What is expected
Reproduce all of the data exactly. Images are not to appear in the reply.

Information given
* * * * * * * * *

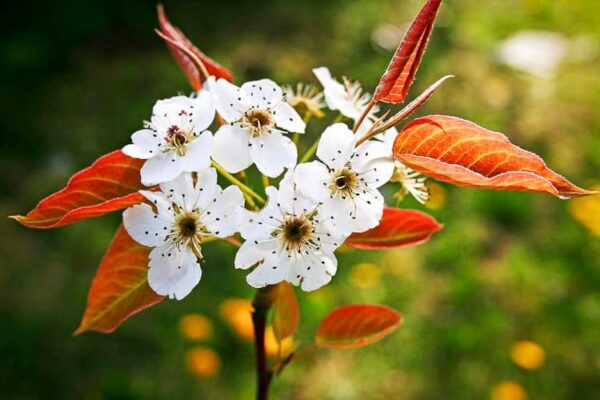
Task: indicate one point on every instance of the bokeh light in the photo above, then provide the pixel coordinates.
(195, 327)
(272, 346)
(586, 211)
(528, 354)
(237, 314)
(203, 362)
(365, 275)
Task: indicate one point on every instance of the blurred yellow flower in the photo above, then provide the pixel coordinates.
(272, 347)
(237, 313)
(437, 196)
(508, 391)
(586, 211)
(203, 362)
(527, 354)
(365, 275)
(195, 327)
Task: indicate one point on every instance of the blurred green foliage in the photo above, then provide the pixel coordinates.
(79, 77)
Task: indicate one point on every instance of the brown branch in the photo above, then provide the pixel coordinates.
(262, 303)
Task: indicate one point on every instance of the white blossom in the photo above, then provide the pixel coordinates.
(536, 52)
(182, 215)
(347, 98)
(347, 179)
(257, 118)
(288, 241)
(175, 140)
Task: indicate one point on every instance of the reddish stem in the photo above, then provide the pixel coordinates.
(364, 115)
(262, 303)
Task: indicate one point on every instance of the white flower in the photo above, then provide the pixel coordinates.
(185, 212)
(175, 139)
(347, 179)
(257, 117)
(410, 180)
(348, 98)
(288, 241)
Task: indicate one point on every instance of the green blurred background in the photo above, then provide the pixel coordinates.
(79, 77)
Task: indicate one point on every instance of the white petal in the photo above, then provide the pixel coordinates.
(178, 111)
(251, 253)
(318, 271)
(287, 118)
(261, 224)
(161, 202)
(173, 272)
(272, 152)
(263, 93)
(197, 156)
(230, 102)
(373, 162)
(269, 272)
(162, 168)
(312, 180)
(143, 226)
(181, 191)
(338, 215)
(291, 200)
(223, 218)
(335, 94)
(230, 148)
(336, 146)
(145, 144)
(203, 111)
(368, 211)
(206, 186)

* * * * * * * * *

Exercise output
Task: indicate one point on every instance of the bokeh light in the photo above, then provide the pixel coordinates.
(195, 327)
(272, 346)
(586, 211)
(528, 354)
(237, 314)
(203, 362)
(365, 275)
Task: indicate one point on every instance of the blurred yellow flower in the photo above, then provide the pixel coordinates.
(272, 347)
(237, 313)
(437, 196)
(508, 391)
(586, 211)
(203, 362)
(527, 354)
(365, 275)
(195, 327)
Task: indicate one point on every instance of the blurred green foliage in the photo above, then provide the pixel coordinates.
(79, 77)
Task: indicate one point on every instance of the brown branch in the photo above, then provide the pixel coordinates.
(262, 303)
Task: indicate one point on every instance of the white blossom in the photo above, then provide the pixel coordinates.
(536, 52)
(182, 215)
(347, 98)
(347, 179)
(257, 118)
(288, 241)
(175, 140)
Task: indicate one point on every instance of the reddish stem in the photo above, then provide the pixel coordinates.
(364, 115)
(262, 303)
Task: indicate one point on every instance of the white flower in the photo above, then provide the pixel coordinates.
(185, 212)
(175, 139)
(347, 179)
(257, 117)
(410, 180)
(348, 98)
(288, 241)
Task: indicate one point on every instance of the green blurred background in the photo above, then provide the pixel coordinates.
(79, 77)
Task: indicate one point on every instance of the white petal in the photo above, then provide the pixel coordinates.
(178, 111)
(251, 253)
(318, 271)
(287, 118)
(261, 224)
(161, 202)
(173, 272)
(272, 152)
(263, 93)
(197, 156)
(230, 102)
(373, 162)
(269, 272)
(162, 168)
(312, 180)
(143, 226)
(181, 191)
(338, 215)
(291, 200)
(223, 218)
(335, 94)
(230, 148)
(336, 146)
(145, 144)
(203, 111)
(368, 211)
(206, 186)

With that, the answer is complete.